> **DIRECTION**: Rewrite the material from the line containing "the church building" up to and including the line containing "Query: gravel path", changing "placing a marker on" to "putting a point on" throughout and keeping everything else the same.

> **DATA FOR PROCESSING**:
┌──

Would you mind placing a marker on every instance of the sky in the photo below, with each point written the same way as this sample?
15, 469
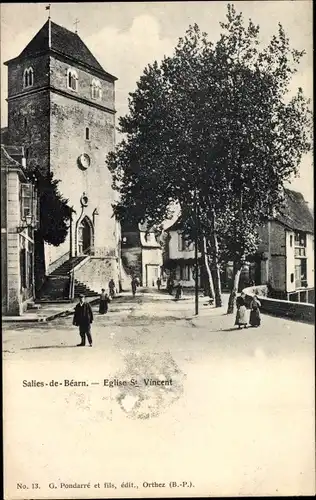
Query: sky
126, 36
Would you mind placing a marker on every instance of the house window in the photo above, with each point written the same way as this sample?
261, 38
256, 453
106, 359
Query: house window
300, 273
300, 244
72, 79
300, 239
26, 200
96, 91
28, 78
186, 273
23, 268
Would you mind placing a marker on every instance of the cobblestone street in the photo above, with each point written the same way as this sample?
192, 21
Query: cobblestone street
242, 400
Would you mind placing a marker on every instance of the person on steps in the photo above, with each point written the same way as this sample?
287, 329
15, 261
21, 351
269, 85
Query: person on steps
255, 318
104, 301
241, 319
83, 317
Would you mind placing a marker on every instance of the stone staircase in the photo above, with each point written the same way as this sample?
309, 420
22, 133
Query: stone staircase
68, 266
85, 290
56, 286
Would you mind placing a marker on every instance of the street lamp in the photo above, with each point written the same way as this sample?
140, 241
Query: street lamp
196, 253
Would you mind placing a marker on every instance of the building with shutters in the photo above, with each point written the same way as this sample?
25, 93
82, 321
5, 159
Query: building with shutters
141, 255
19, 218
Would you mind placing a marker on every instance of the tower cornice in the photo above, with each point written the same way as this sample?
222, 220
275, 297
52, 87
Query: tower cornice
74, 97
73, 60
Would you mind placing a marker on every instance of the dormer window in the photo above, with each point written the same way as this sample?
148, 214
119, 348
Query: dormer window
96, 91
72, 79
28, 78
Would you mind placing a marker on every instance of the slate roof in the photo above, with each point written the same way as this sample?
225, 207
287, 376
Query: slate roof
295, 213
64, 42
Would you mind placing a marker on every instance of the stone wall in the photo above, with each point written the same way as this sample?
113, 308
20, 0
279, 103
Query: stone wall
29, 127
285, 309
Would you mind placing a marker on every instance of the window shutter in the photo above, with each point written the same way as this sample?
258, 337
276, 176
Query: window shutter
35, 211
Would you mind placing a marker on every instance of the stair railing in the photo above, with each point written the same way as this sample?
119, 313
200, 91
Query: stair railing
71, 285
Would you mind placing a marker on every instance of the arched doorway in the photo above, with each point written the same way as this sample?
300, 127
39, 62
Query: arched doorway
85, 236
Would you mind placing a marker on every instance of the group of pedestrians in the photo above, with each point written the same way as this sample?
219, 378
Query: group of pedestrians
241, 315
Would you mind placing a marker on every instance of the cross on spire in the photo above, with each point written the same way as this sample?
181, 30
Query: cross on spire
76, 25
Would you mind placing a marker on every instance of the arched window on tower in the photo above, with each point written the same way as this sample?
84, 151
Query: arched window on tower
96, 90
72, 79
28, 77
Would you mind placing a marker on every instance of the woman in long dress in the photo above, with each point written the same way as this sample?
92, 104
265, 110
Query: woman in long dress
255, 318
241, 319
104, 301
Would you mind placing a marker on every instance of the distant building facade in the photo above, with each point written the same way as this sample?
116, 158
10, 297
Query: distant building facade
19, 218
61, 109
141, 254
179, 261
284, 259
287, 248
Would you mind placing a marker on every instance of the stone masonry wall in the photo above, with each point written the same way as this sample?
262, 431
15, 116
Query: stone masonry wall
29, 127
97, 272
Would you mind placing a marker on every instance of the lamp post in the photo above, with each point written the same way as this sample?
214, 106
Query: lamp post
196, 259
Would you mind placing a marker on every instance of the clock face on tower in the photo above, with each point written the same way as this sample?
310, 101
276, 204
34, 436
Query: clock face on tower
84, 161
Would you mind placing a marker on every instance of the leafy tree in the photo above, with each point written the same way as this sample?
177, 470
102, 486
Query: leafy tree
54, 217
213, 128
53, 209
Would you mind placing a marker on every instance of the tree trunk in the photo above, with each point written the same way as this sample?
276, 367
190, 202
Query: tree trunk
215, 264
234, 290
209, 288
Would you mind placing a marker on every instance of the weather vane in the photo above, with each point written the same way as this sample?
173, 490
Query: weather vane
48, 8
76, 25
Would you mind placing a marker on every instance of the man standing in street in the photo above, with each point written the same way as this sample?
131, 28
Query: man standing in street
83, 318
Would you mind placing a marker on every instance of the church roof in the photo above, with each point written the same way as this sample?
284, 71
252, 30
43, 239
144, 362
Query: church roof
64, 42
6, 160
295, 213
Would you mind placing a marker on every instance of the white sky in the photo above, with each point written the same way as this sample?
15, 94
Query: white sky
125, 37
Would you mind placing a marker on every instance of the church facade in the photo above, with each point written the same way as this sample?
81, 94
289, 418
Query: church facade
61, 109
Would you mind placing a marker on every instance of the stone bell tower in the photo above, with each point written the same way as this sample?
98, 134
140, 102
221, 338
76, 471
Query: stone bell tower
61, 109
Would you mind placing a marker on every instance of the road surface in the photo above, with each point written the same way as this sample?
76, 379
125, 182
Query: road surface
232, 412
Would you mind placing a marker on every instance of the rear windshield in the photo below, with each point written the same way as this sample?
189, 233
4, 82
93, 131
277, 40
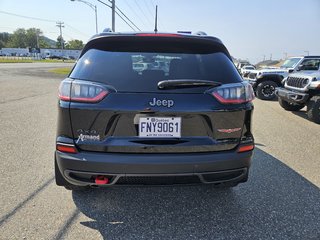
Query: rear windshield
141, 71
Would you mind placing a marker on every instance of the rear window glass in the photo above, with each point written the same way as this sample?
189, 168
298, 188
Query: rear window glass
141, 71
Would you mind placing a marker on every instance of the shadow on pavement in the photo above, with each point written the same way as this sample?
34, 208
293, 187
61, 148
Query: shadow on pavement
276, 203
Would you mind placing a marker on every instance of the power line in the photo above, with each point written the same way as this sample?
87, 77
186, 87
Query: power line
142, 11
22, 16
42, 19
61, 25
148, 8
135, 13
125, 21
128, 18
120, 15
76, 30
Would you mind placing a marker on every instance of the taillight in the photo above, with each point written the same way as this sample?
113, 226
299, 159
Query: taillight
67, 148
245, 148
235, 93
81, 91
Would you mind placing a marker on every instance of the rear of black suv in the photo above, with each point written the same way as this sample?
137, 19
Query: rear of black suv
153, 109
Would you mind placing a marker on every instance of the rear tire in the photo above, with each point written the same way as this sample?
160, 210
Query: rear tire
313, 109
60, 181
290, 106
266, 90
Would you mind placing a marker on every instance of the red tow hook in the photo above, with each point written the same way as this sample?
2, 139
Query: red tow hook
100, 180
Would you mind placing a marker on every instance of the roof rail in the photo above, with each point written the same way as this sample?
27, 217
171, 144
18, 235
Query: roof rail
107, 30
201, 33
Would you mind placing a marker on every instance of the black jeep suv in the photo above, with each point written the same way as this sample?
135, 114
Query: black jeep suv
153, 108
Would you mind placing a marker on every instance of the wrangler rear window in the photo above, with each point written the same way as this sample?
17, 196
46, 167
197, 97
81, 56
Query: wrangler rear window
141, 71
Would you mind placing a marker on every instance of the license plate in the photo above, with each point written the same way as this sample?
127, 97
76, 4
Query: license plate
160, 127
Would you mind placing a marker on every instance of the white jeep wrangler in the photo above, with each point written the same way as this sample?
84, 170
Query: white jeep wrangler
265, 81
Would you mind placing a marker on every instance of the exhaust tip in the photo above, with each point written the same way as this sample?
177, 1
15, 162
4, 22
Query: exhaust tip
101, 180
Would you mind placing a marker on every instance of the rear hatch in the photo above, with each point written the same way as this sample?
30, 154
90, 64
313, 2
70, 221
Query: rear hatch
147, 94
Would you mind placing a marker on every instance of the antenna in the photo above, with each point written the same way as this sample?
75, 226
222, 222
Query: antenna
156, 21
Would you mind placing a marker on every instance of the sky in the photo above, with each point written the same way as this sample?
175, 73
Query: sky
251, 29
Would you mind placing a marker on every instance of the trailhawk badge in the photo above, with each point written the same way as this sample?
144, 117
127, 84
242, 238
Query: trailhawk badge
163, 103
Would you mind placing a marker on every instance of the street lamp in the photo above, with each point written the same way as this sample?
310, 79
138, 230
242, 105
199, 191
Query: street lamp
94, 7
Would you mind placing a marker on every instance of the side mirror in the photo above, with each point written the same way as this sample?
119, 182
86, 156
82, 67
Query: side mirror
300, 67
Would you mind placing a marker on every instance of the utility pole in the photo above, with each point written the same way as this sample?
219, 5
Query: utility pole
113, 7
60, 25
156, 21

└──
┌──

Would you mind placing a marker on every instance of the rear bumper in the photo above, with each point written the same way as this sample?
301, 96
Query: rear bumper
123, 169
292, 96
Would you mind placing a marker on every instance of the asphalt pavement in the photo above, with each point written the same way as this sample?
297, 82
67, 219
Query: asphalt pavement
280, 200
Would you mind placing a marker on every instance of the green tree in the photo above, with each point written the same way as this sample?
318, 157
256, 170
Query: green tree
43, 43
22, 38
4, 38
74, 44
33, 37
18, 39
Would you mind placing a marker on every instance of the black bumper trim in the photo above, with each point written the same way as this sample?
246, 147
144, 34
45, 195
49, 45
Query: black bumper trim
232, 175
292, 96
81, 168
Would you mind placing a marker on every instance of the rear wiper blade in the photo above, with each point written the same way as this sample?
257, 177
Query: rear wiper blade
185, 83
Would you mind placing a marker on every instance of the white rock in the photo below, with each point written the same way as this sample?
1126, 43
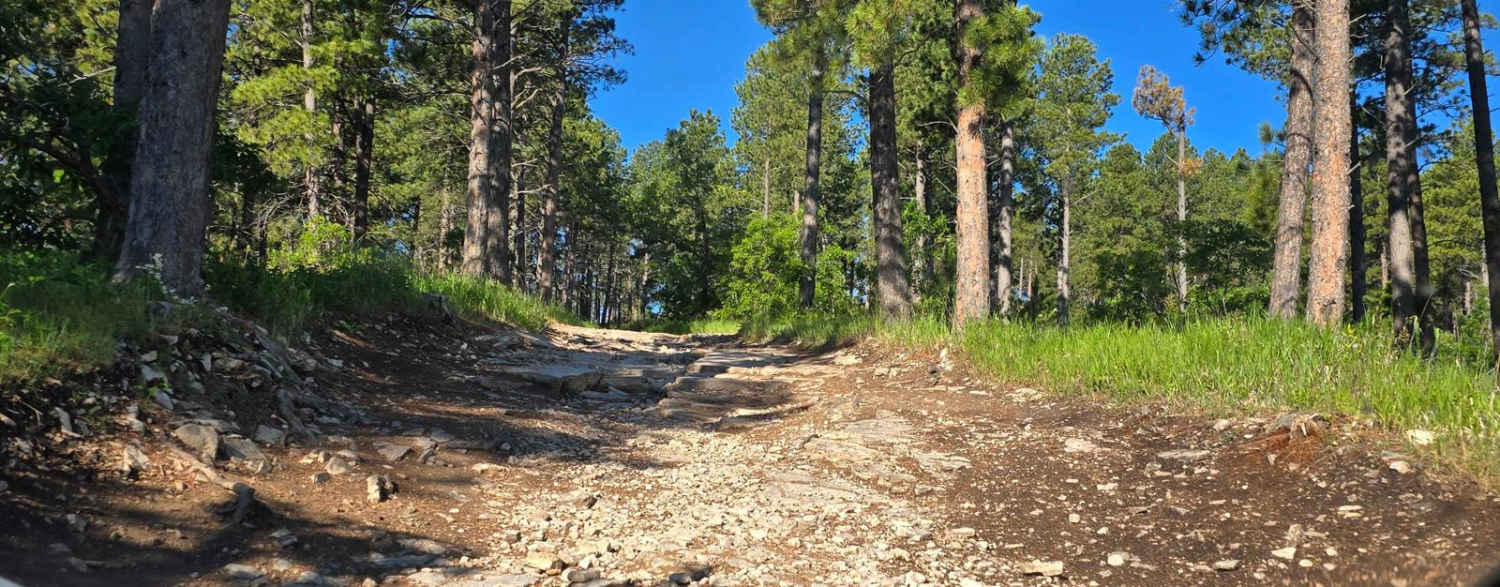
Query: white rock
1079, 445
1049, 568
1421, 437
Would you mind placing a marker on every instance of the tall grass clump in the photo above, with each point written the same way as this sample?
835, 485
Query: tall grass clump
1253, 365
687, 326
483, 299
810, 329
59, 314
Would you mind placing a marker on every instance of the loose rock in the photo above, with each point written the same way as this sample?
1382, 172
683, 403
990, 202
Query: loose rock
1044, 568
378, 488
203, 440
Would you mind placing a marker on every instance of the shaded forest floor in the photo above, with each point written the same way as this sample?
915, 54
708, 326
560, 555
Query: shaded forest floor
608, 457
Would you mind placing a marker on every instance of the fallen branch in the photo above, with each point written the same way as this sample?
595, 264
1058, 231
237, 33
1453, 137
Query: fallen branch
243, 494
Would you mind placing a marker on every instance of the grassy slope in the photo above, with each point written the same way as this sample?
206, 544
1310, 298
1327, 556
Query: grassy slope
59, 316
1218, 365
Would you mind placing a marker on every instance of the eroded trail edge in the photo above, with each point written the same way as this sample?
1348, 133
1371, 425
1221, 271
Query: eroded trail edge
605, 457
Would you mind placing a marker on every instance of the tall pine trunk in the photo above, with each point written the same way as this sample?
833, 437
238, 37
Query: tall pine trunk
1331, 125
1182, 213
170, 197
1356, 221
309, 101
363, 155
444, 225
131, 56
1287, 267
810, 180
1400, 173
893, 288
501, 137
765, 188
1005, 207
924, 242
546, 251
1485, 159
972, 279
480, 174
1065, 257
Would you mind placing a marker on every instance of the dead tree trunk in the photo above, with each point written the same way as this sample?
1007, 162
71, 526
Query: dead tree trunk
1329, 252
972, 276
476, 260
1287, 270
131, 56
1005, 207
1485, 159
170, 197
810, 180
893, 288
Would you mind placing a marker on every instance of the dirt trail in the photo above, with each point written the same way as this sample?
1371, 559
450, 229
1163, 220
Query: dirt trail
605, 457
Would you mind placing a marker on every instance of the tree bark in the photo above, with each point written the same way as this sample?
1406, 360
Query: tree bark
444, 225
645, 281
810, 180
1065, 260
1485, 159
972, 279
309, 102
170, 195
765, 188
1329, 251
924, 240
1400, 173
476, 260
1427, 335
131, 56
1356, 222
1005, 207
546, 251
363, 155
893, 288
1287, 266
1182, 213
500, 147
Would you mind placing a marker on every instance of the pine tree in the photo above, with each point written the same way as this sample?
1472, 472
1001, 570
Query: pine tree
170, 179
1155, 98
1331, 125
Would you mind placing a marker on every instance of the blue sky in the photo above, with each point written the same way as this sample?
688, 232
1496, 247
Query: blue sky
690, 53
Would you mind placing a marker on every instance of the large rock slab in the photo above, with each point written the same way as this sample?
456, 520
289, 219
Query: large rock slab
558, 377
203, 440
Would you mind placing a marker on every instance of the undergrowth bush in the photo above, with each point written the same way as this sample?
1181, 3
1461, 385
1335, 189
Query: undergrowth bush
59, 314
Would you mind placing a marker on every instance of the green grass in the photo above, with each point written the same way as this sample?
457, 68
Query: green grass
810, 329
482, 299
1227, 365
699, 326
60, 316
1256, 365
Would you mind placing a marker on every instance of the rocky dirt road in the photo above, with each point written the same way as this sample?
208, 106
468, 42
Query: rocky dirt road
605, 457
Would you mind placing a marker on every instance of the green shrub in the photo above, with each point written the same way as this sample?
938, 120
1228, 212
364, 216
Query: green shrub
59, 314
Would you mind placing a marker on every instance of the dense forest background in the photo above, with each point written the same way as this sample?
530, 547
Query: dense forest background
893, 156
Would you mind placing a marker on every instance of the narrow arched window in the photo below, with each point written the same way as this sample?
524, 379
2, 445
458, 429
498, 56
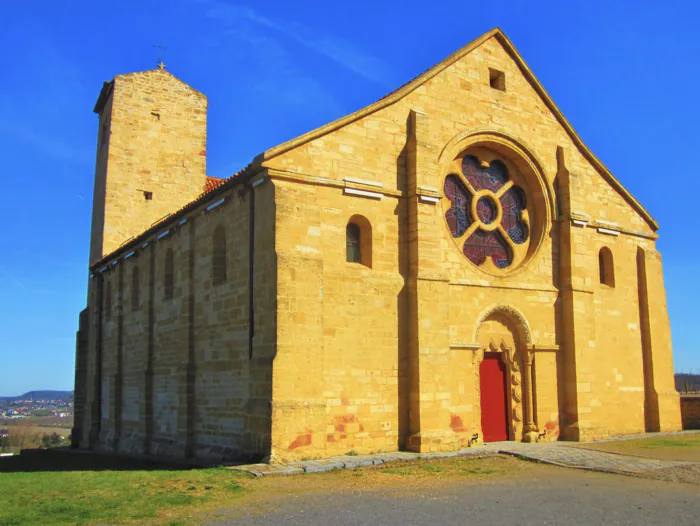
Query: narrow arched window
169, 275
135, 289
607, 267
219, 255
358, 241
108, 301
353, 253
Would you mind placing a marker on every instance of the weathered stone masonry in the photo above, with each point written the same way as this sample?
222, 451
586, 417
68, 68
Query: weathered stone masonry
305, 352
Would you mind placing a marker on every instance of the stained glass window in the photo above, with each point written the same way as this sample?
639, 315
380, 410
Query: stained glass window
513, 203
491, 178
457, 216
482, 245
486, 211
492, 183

└──
┌──

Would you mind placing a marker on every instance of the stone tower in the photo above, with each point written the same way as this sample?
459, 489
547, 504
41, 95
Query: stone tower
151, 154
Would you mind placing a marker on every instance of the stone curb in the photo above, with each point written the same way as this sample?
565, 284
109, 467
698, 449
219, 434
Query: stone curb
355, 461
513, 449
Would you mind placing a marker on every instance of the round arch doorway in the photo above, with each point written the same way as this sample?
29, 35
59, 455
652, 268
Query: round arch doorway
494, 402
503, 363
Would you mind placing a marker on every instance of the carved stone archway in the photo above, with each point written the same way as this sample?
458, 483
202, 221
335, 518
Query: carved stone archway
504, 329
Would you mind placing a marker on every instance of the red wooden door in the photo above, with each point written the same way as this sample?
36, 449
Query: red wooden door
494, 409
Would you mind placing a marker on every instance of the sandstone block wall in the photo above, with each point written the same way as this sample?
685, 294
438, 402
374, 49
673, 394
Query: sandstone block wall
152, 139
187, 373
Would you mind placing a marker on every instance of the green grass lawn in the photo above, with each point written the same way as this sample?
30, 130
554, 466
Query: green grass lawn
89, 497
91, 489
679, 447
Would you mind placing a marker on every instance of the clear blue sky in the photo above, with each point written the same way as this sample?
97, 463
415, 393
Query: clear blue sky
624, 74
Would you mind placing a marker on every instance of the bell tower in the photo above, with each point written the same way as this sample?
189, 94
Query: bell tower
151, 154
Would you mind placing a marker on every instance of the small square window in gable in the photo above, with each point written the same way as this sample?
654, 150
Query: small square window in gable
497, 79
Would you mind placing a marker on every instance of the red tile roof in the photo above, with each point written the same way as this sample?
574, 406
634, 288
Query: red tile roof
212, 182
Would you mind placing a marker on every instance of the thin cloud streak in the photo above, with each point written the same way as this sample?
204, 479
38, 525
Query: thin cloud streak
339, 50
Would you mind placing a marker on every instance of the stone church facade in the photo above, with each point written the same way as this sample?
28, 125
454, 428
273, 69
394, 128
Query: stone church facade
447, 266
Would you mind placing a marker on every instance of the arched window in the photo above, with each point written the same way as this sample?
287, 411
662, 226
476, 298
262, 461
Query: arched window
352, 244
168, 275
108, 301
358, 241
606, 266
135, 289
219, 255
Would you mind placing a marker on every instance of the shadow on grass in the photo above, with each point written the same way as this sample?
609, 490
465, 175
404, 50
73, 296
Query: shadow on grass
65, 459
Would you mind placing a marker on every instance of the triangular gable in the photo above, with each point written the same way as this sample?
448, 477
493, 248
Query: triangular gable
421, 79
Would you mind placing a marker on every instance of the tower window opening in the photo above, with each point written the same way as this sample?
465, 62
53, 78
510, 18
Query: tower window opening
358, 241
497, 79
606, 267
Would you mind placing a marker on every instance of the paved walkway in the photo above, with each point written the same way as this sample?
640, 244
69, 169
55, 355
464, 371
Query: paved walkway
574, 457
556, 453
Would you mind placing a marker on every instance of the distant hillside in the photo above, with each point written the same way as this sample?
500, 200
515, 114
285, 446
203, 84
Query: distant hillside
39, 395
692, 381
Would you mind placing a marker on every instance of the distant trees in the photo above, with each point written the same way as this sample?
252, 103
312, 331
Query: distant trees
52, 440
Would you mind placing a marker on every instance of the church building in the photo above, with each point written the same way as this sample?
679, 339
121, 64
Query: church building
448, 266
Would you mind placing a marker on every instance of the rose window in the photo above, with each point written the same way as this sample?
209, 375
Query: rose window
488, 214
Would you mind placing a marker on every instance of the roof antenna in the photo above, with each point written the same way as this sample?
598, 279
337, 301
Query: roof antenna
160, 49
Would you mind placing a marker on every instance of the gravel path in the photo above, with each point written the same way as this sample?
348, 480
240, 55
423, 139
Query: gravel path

└──

> **THE OUTPUT**:
Would you mind putting a point on every instance of the church building in the photo above, with each point written the same way as this sample?
679, 339
121, 64
Query: church building
448, 266
Would you mind putting a point on every instance of the rose window in the photo above, with each point written the same way as this sample?
209, 375
Query: rose window
488, 214
Would you mind putting a point on every instance of the roof antenna in the photo above, with each point written the same way as this sample?
598, 279
337, 301
Query: roof antenna
160, 49
Would you mind putting a point on every instance of the gravel path in the photo above, with each point written the same way as this sample?
348, 480
240, 55
423, 139
Query: gravel path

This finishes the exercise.